OBJECTIVE
Render the listing below as a Markdown table with columns headed Row and Line, omitting blank lines, starting at the beginning of the listing and ending at the line that contains "[94,47,234,149]".

ROWS
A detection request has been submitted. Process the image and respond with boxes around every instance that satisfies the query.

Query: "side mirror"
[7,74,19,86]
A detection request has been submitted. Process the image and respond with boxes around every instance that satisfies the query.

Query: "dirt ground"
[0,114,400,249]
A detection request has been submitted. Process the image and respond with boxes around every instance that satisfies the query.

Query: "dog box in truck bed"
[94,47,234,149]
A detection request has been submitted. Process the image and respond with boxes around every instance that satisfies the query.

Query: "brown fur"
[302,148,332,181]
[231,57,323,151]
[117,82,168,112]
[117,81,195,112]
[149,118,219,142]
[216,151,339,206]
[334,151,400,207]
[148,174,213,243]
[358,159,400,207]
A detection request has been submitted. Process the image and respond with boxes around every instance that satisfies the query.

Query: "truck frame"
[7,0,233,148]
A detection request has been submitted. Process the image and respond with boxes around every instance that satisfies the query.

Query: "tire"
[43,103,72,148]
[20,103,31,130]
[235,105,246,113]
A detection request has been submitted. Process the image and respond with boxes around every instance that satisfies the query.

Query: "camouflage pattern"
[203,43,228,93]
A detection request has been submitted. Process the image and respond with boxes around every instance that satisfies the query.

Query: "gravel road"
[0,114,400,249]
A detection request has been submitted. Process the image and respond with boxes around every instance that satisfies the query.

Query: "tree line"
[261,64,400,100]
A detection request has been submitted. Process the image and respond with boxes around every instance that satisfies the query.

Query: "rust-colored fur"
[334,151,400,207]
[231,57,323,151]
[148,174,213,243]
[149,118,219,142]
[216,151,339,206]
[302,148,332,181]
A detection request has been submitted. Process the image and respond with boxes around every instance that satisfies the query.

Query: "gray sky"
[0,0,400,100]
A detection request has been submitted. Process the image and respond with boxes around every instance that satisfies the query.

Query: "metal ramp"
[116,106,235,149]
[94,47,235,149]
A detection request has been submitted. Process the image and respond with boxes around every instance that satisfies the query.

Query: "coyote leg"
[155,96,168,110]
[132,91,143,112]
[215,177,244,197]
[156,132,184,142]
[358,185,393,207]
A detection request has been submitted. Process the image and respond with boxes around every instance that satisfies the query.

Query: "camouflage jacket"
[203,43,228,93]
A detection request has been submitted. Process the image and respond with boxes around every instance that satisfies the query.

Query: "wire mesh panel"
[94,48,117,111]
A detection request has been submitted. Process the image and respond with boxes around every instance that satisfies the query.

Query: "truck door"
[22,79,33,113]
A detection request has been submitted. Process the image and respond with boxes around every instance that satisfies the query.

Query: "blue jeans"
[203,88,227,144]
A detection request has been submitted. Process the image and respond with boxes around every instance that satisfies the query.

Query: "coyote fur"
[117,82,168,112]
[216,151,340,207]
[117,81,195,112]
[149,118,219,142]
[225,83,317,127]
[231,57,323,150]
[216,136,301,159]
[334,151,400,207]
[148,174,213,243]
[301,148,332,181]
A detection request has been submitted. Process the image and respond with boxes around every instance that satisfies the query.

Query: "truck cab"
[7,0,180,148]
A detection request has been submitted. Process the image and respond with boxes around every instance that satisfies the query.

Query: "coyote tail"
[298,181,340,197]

OUTPUT FOR THIS EXERCISE
| Row | Line |
|---|---|
| 1 | A detection request has been submitted. Process the image and respond with boxes around every instance that satisfies the query. |
| 2 | Query: "side mirror" |
| 3 | [7,74,19,86] |
| 4 | A detection request has been submitted. Process the image and respond with boxes around every instance that satisfies the query. |
| 5 | Query: "dirt ground" |
| 6 | [0,114,400,249] |
| 7 | A detection request has been submitted. Process the image and respond with boxes around every instance that satisfies the query. |
| 8 | Query: "dog box in truck bed" |
| 9 | [94,47,234,149] |